— EXTRACT TO READ —
Hi, not disagreeing with you but just a correction. Sum nung learnt from a different teacher before yuen kay san but the same art not a different wing chun. Cheung bo is of the same lineage decending from fung siu ching.


----------



## KPM (Feb 5, 2017)

obi_juan_salami said:


> Hi, not disagreeing with you but just a correction. Sum nung learnt from a different teacher before yuen kay san but the same art not a different wing chun. Cheung bo is of the same lineage decending from fung siu ching.



Uh.  Sorry. Cheung Bo left students other than Sum Nung.  All you have to do is look to see that it  wasn't the same thing.  The 12 San Sik taught at the beginning of the system came from Cheung Bo.  Yuen  Kay Shan didn't teach that.   Yuen Kay Shan's Wing Chun is primarily from Fok Bo Chuen.  Fung  Siu Ching was Weng Chun.  When I see Sum Nung/Yuen Kay Shan Wing Chun I don't see any Weng Chun in their essential mechanics and forms.  Maybe FSC helped YKS refine some things or add some Chin Na elements, but the system is very much Wing Chun and not Weng Chun.  I'm not sure Cheung Bo's lineage has ever been firmly established.

— TO DO —
- a) Decide whether each statement agrees with KPM's reply in the forum post above, answering yes or no and quoting the words of the post that settle it: (i) the 12 San Sik came from Cheung Bo; (ii) Yuen Kay Shan's Wing Chun comes mainly from Fung Siu Ching; (iii) Cheung Bo's lineage has been firmly established.
- b) Collect every line of the entries below that contains the string "sandy".
The forum post and the entries were taken from unrelated sources.

— PROVIDED RECORDS —
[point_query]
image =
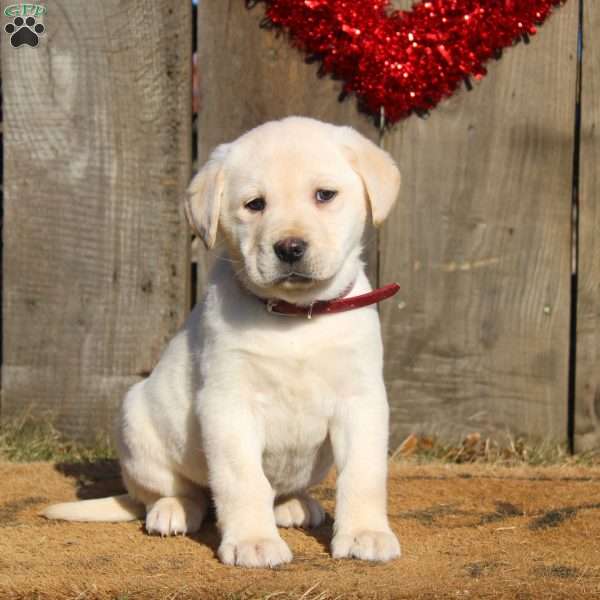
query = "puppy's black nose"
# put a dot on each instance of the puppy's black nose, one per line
(290, 249)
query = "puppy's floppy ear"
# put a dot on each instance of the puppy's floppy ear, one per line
(203, 199)
(376, 168)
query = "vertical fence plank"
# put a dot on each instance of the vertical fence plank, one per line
(97, 134)
(479, 340)
(587, 396)
(250, 76)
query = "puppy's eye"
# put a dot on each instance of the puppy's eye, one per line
(256, 205)
(323, 196)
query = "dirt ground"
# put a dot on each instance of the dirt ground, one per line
(466, 531)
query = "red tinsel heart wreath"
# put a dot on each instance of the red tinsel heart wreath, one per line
(401, 62)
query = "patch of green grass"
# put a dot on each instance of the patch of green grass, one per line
(29, 439)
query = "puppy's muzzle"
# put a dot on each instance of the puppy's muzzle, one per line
(290, 250)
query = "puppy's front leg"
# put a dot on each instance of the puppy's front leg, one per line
(359, 435)
(242, 494)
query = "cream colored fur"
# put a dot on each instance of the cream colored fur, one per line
(253, 408)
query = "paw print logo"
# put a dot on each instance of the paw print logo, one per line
(24, 31)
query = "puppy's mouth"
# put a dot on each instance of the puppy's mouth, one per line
(294, 278)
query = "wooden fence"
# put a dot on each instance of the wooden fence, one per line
(497, 329)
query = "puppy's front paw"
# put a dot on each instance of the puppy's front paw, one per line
(175, 516)
(299, 511)
(255, 552)
(366, 545)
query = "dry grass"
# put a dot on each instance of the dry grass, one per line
(29, 439)
(475, 449)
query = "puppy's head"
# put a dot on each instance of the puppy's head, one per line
(291, 199)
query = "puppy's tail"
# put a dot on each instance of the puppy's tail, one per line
(112, 509)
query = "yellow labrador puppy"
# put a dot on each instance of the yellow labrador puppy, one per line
(252, 402)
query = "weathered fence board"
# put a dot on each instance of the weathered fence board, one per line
(587, 403)
(97, 133)
(250, 76)
(480, 243)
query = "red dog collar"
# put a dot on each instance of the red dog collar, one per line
(322, 307)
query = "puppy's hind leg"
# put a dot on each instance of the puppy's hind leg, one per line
(299, 510)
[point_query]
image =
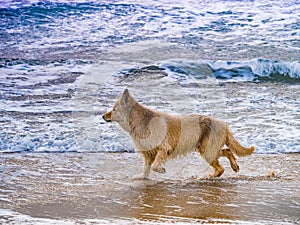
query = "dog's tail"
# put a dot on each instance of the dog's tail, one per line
(235, 146)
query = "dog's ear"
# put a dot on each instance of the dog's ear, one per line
(125, 96)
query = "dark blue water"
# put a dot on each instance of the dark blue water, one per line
(63, 63)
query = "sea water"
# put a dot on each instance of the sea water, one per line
(64, 63)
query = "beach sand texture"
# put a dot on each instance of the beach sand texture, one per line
(88, 188)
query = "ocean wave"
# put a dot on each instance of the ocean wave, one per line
(256, 70)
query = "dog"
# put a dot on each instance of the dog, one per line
(160, 136)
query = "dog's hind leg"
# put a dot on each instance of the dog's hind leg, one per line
(219, 169)
(149, 157)
(160, 158)
(226, 152)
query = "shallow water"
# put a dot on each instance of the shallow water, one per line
(63, 64)
(87, 187)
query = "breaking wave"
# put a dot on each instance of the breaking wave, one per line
(257, 70)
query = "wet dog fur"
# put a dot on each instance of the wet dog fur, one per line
(160, 136)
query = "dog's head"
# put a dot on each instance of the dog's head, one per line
(121, 110)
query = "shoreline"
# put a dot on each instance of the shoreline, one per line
(83, 187)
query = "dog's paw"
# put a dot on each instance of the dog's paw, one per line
(235, 167)
(159, 169)
(140, 177)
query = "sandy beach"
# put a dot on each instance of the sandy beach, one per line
(97, 188)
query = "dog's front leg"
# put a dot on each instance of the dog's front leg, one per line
(148, 159)
(160, 158)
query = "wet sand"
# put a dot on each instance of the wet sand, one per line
(97, 188)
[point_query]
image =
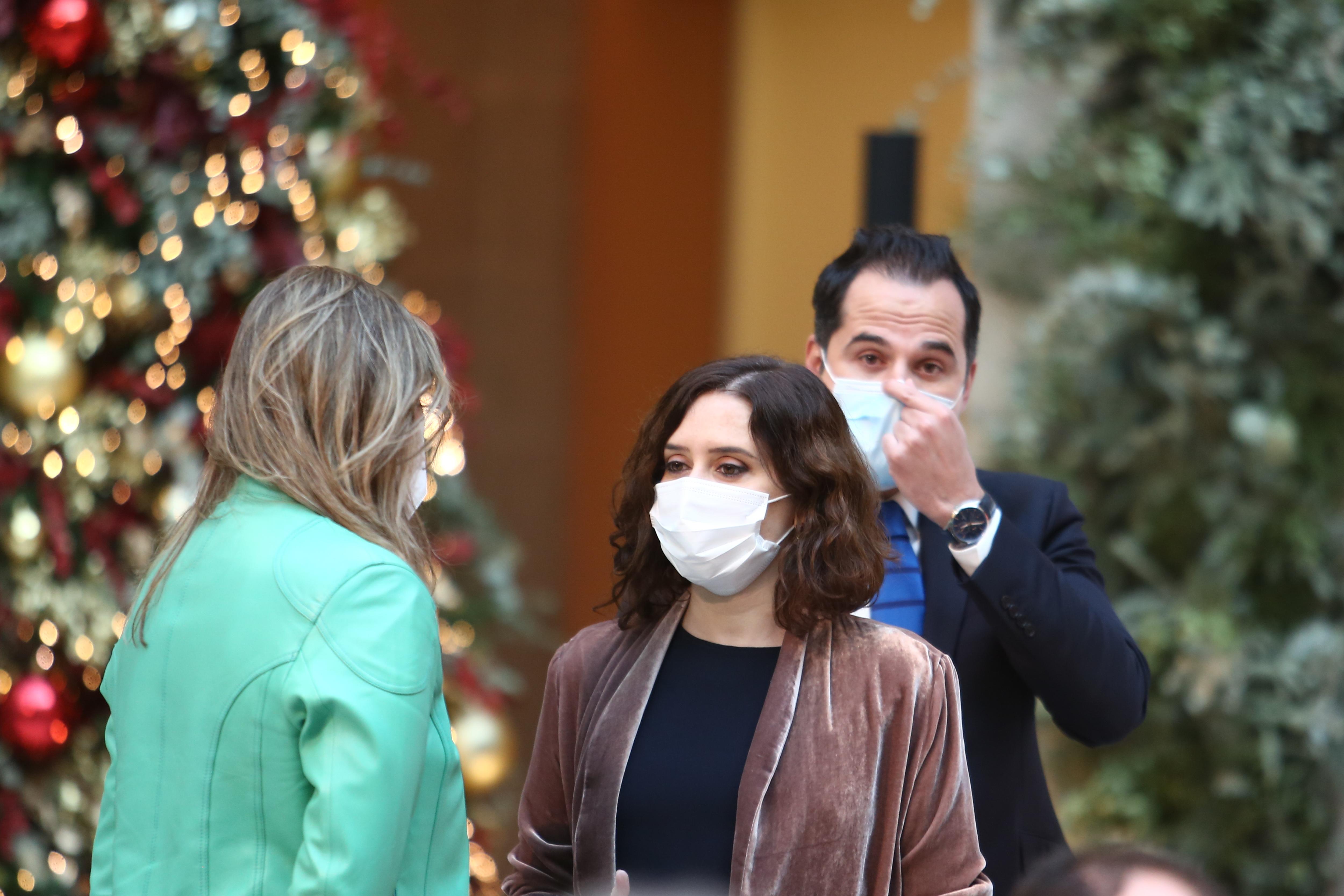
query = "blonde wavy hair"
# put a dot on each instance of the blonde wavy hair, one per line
(333, 394)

— EXPECTED OUTPUTS —
- a)
(i) Yes: "The 12 San Sik taught at the beginning of the system came from Cheung Bo."
(ii) No: "Wing Chun is primarily from Fok Bo Chuen."
(iii) No: "I'm not sure Cheung Bo's lineage has ever been firmly established."

- b)
query = "sandy beach"
# put a dot on each instance of the sandy beach, one per line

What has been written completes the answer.